Finding GPT-4’s mistakes with GPT-4
CriticGPT, a model based on GPT-4, writes critiques of ChatGPT responses to help human trainers spot mistakes during RLHF
We've trained a model, based on GPT-4, called CriticGPT to catch errors in ChatGPT's code output. We found that when people get help from CriticGPT to review ChatGPT code they outperform those without help 60% of the time. We are beginning the work to integrate CriticGPT-like models into our RLHF labeling pipeline, providing our trainers with explicit AI assistance. This is a step towards being able to evaluate outputs from advanced AI systems that can be difficult for people to rate without better tools.
The GPT-4 series of models, which powers ChatGPT, is aligned to be helpful and interactive through “Reinforcement Learning from Human Feedback” (RLHF). A key part of RLHF is collecting comparisons in which people, called AI trainers, rate different ChatGPT responses against each other.
As we make advances in reasoning and model behavior, ChatGPT becomes more accurate and its mistakes become more subtle. This can make it hard for AI trainers to spot inaccuracies when they do occur, making the comparison task that powers RLHF much harder. This is a fundamental limitation of RLHF, and it may make it increasingly difficult to align models as they gradually become more knowledgeable than any person that could provide feedback.
To help with this challenge, we trained CriticGPT to write critiques that highlight inaccuracies in ChatGPT answers.
import os
def get_file_object(path):
# Define the safe directory
safe_dir = "/safedir"
# Get the absolute path of the file and the safe directory
absolute_file_path = os.path.abspath(path)
absolute_safe_dir = os.path.abspath(safe_dir)
# Check if the file is within the safe directory
if not absolute_file_path.startswith(absolute_safe_dir):
raise FileAccessError("Access to files outside of "

=== What this task involves ===
Continue the page about CriticGPT from the point where it stops.

=== Material supplied ===

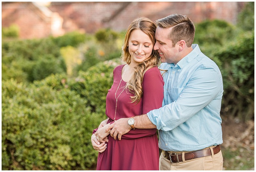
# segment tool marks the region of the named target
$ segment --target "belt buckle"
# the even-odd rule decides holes
[[[179,160],[179,157],[178,157],[178,153],[170,153],[169,154],[169,157],[170,157],[170,160],[171,160],[171,163],[178,163],[178,162],[180,162],[180,161]],[[177,162],[174,162],[172,161],[172,156],[171,155],[176,155],[176,158],[177,158]]]

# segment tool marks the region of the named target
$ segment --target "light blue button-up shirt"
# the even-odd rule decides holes
[[[216,64],[198,45],[176,65],[163,63],[168,70],[163,107],[147,113],[159,130],[159,147],[165,151],[190,151],[222,143],[220,114],[222,77]]]

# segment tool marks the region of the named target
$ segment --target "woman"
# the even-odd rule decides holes
[[[159,58],[153,49],[156,28],[145,18],[135,19],[128,27],[123,48],[127,64],[114,69],[114,82],[107,96],[108,124],[102,127],[102,122],[92,137],[93,148],[99,152],[97,170],[158,170],[156,129],[132,129],[121,140],[110,136],[105,143],[97,139],[109,134],[105,130],[115,120],[162,107],[164,83],[157,68]]]

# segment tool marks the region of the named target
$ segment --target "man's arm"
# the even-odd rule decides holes
[[[156,126],[150,121],[147,114],[135,116],[133,118],[135,121],[133,126],[135,128],[156,128]],[[115,122],[110,125],[105,131],[108,132],[109,129],[111,129],[110,132],[111,136],[114,137],[115,140],[116,140],[117,137],[118,140],[121,140],[122,136],[129,132],[132,129],[128,124],[128,119],[129,118],[121,118],[116,121]]]

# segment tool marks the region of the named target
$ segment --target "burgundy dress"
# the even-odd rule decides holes
[[[107,96],[106,114],[108,123],[114,121],[116,109],[115,94],[121,79],[124,65],[114,70],[114,83]],[[123,80],[116,97],[126,82]],[[148,69],[143,79],[143,96],[137,104],[131,103],[131,93],[124,90],[118,98],[116,120],[146,113],[162,107],[164,98],[163,78],[156,67]],[[97,129],[95,129],[95,133]],[[106,150],[99,153],[97,170],[158,170],[159,151],[156,129],[131,129],[115,140],[110,135]]]

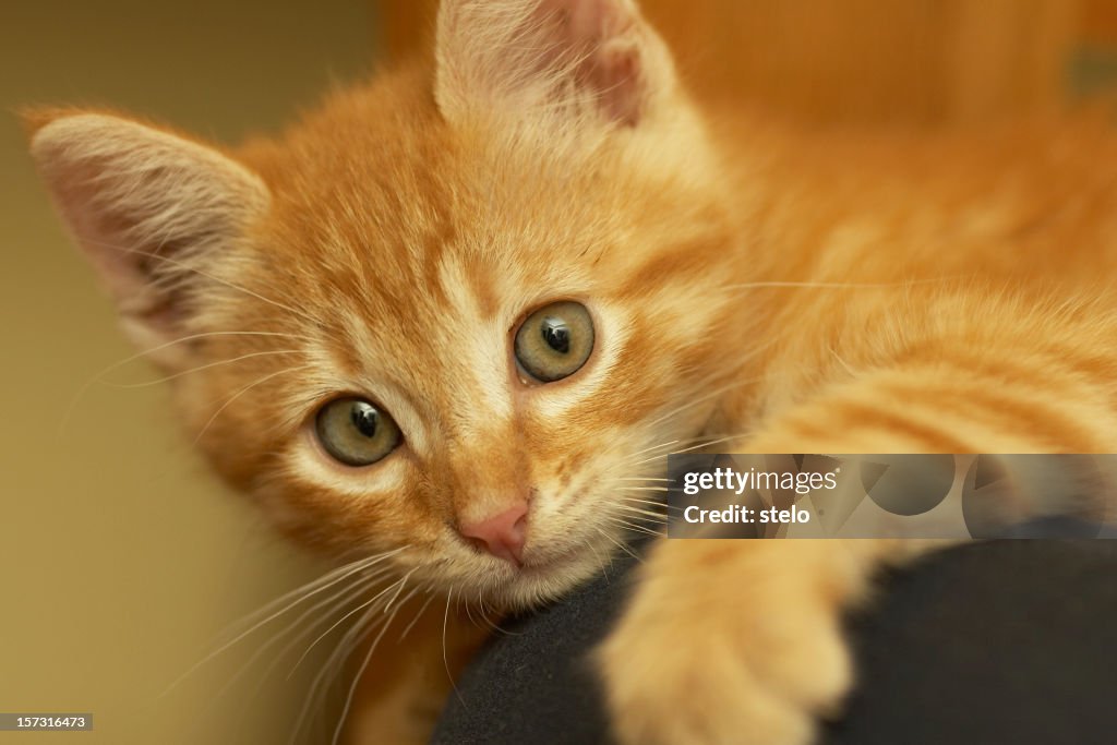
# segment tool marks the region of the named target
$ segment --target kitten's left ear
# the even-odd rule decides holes
[[[101,113],[28,112],[55,207],[116,303],[125,332],[176,366],[190,292],[214,250],[266,210],[258,175],[217,150]]]
[[[442,0],[436,99],[474,113],[624,126],[675,92],[667,47],[633,0]]]

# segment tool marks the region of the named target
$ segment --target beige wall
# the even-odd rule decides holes
[[[0,710],[78,710],[35,743],[284,743],[307,677],[217,701],[271,627],[165,697],[230,621],[316,571],[207,475],[165,391],[93,385],[132,353],[9,113],[101,103],[219,140],[275,130],[372,58],[363,0],[6,2],[0,11]],[[108,378],[156,378],[145,364]],[[307,668],[313,671],[314,668]],[[260,667],[252,674],[262,672]],[[195,729],[188,722],[199,720]]]

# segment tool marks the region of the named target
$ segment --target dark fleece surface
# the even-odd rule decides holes
[[[634,563],[506,623],[431,742],[609,742],[585,657]],[[849,619],[858,688],[820,745],[1117,743],[1117,541],[970,544],[886,576],[884,590]]]

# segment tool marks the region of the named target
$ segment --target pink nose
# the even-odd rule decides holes
[[[527,533],[527,503],[517,502],[491,517],[462,523],[458,531],[478,548],[519,566],[523,563],[524,538]]]

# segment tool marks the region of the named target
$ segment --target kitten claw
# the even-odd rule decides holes
[[[649,563],[598,652],[620,743],[808,745],[817,719],[840,710],[853,676],[833,586],[802,562],[770,564],[766,547],[751,562],[750,548],[687,541],[661,546]],[[716,558],[734,551],[744,560],[691,572],[665,567],[694,566],[680,553]],[[763,574],[725,574],[742,563],[760,564],[753,569]]]

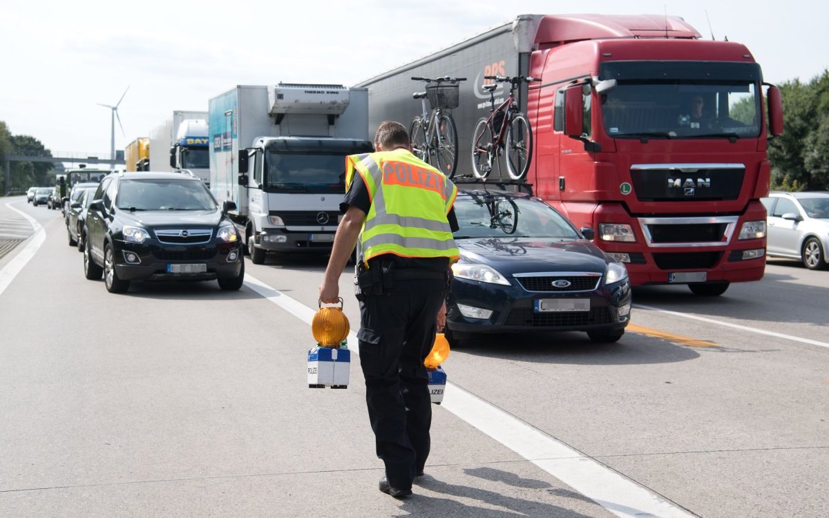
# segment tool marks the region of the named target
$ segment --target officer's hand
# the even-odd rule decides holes
[[[319,287],[319,300],[323,304],[336,304],[340,302],[340,286],[337,283],[322,281]]]
[[[446,302],[444,301],[440,305],[440,309],[438,310],[438,332],[444,330],[446,327]]]

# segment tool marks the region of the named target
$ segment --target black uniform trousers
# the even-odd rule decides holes
[[[432,407],[423,361],[434,342],[445,280],[395,280],[360,303],[360,366],[366,402],[389,484],[411,487],[429,451]]]

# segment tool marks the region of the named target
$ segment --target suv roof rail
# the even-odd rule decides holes
[[[496,186],[502,191],[512,191],[514,192],[526,192],[530,196],[534,196],[532,192],[532,184],[522,180],[489,180],[488,178],[478,178],[478,177],[463,176],[451,178],[452,183],[457,185],[478,185],[487,189],[487,185]],[[512,187],[512,188],[508,188]]]

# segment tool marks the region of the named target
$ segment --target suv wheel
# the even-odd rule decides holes
[[[95,281],[101,278],[104,269],[95,264],[92,259],[92,253],[90,250],[90,244],[84,247],[84,275],[86,278]]]
[[[104,283],[110,293],[123,293],[129,289],[129,281],[122,281],[115,273],[115,254],[109,244],[104,249]]]
[[[228,278],[220,278],[219,288],[225,291],[233,291],[242,287],[245,283],[245,259],[240,257],[239,260],[242,262],[241,268],[239,269],[239,275]]]
[[[264,250],[256,248],[254,244],[254,236],[248,238],[248,250],[250,252],[250,262],[254,264],[264,264]]]
[[[819,270],[827,267],[823,248],[817,238],[810,237],[806,240],[806,243],[803,243],[803,253],[800,256],[802,258],[803,266],[810,270]]]

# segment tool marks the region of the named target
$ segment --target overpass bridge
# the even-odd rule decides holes
[[[90,152],[51,152],[43,150],[21,150],[16,149],[11,152],[12,154],[6,155],[2,157],[3,162],[3,190],[2,192],[8,192],[9,191],[9,182],[11,181],[11,175],[9,172],[12,170],[11,166],[12,162],[51,162],[55,164],[55,170],[57,174],[61,174],[65,167],[65,163],[68,164],[105,164],[111,166],[114,168],[117,166],[124,166],[126,162],[124,160],[124,151],[118,150],[115,152],[115,157],[113,157],[109,152],[104,153],[90,153]]]

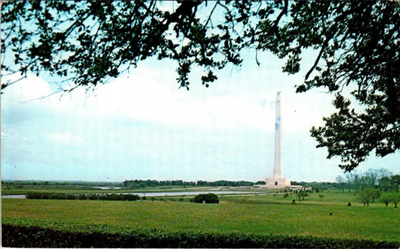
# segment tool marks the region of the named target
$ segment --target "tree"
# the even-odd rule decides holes
[[[386,205],[386,207],[387,208],[388,205],[389,203],[392,201],[392,197],[388,194],[383,195],[380,198],[380,201],[384,203],[384,205]]]
[[[164,11],[157,1],[7,1],[2,10],[4,74],[46,72],[68,93],[94,89],[152,56],[178,63],[189,89],[198,66],[206,87],[216,72],[240,66],[242,49],[269,51],[298,72],[302,51],[318,51],[297,92],[324,87],[338,111],[312,127],[317,147],[350,171],[375,150],[400,147],[400,5],[394,1],[182,1]],[[209,11],[199,14],[200,9]],[[208,10],[209,9],[209,10]],[[284,16],[287,16],[284,21]],[[116,39],[116,37],[118,37]],[[257,56],[256,61],[259,64]],[[14,81],[2,82],[4,89]],[[343,89],[362,108],[356,111]],[[353,90],[353,89],[356,89]]]
[[[299,191],[297,194],[297,196],[298,197],[298,200],[300,201],[300,198],[302,198],[302,200],[304,201],[304,198],[310,196],[310,194],[306,191]]]
[[[396,192],[400,190],[400,175],[394,175],[390,177],[390,182]]]
[[[194,197],[193,201],[197,203],[218,203],[220,200],[218,199],[218,196],[210,193],[198,195]]]
[[[344,179],[343,178],[343,177],[342,176],[338,176],[336,177],[336,182],[340,185],[342,192],[344,193]]]
[[[398,192],[394,192],[390,195],[392,200],[394,204],[394,208],[397,208],[397,204],[400,202],[400,193]]]
[[[366,204],[366,206],[369,207],[370,202],[379,198],[380,193],[378,189],[370,188],[360,191],[358,195],[358,199],[363,203],[364,206]]]
[[[386,192],[391,189],[391,183],[390,178],[384,176],[378,181],[378,186],[382,191]]]

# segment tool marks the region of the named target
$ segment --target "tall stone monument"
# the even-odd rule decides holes
[[[290,180],[284,177],[284,169],[280,161],[282,152],[282,120],[280,116],[280,92],[278,92],[275,117],[275,160],[274,167],[274,178],[266,178],[267,188],[284,188],[290,186]]]

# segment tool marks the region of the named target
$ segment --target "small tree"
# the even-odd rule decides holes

=== Output ===
"'/safedir' is not allowed.")
...
CriticGPT’s suggestions are not always correct, but we find that they can help trainers to catch many more problems with model-written answers than they would without AI help. Additionally, when people use CriticGPT, the AI augments their skills, resulting in more comprehensive critiques than when people work alone, and fewer hallucinated bugs than when the model works alone. In our experiments a second random trainer preferred critiques from the Human+CriticGPT team over those from an unassisted person more than 60% of the time.
Methods
CriticGPT was also trained with RLHF, similarly to ChatGPT. But unlike ChatGPT it saw a large number of inputs that contained mistakes which it then had to critique. We asked AI trainers to manually insert these mistakes into code written by ChatGPT and then write example feedback as if they had caught the bug that they just inserted. The same person then compared multiple critiques of the modified code so they could easily tell when a critique caught their inserted bug. In our experiments we studied both whether CriticGPT could catch inserted bugs and “naturally occurring” ChatGPT bugs that a previous trainer had caught. We find that CriticGPT critiques are preferred by trainers over ChatGPT critiques in 63% of cases on naturally occurring bugs, in part because the new critic produces fewer “nitpicks” (small complaints that are unhelpful) and hallucinates problems less often.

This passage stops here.